(Coordinate labeling data)
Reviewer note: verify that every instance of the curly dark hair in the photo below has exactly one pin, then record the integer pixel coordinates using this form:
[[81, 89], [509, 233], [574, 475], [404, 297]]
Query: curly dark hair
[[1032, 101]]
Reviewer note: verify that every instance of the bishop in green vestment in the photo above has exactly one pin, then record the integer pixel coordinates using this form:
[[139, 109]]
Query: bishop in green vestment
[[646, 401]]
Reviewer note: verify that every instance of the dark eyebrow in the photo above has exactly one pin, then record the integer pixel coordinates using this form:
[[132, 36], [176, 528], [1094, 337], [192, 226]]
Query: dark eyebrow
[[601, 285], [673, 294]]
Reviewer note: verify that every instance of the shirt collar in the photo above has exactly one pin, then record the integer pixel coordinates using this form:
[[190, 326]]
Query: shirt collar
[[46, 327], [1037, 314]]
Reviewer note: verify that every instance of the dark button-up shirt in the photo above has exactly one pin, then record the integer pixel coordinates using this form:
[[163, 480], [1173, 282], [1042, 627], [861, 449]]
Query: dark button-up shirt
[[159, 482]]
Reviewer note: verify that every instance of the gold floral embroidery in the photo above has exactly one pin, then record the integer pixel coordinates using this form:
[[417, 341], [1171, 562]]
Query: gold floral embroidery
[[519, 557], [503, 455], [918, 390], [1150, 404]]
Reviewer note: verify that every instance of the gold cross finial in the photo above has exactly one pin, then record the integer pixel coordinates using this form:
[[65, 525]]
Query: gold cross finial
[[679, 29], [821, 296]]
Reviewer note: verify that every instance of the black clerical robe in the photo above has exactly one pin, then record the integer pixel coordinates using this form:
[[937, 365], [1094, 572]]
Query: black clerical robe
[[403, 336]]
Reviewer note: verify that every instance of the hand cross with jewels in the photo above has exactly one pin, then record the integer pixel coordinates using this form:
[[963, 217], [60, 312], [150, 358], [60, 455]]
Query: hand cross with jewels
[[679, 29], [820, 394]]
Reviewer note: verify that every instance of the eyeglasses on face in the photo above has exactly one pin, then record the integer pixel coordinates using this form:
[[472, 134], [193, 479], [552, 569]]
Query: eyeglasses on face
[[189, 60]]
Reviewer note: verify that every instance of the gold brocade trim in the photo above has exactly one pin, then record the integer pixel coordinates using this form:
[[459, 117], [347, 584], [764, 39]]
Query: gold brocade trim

### Written request
Rewrite the stretch of records from the line containing "Reviewer note: verify that every instance of the gold cross" through the line containing "[[189, 60]]", requests included. Lower every coordinate in the answers by 129, but leave the requests and their sample coordinates as they are.

### Solved problem
Reviewer note: verify that every instance of the gold cross finial in the photo above has exactly one pin, then record the integer pixel coordinates using this form:
[[65, 525]]
Query: gold cross finial
[[550, -100], [692, 167]]
Reviewer note: verify that every instance of the black clerical robe in the photo above has exactly one pin, then record the integer pixel coordinates using this form:
[[937, 365], [1094, 572]]
Query: black clerical robe
[[274, 207]]
Reviewer note: verify that every instance of the hand cross with jewels in the photo above has exactly one pin, then record the integer pixel coordinates using this form:
[[963, 217], [60, 312], [150, 358], [60, 455]]
Query: hand cross with jewels
[[550, -100], [691, 265]]
Reviewer note: verify that every instance of the eyeglasses on face in the photo above has exactly one pin, then record the integer pixel coordinates using this form:
[[472, 134], [193, 479], [552, 569]]
Query: eyeglasses on face
[[60, -69]]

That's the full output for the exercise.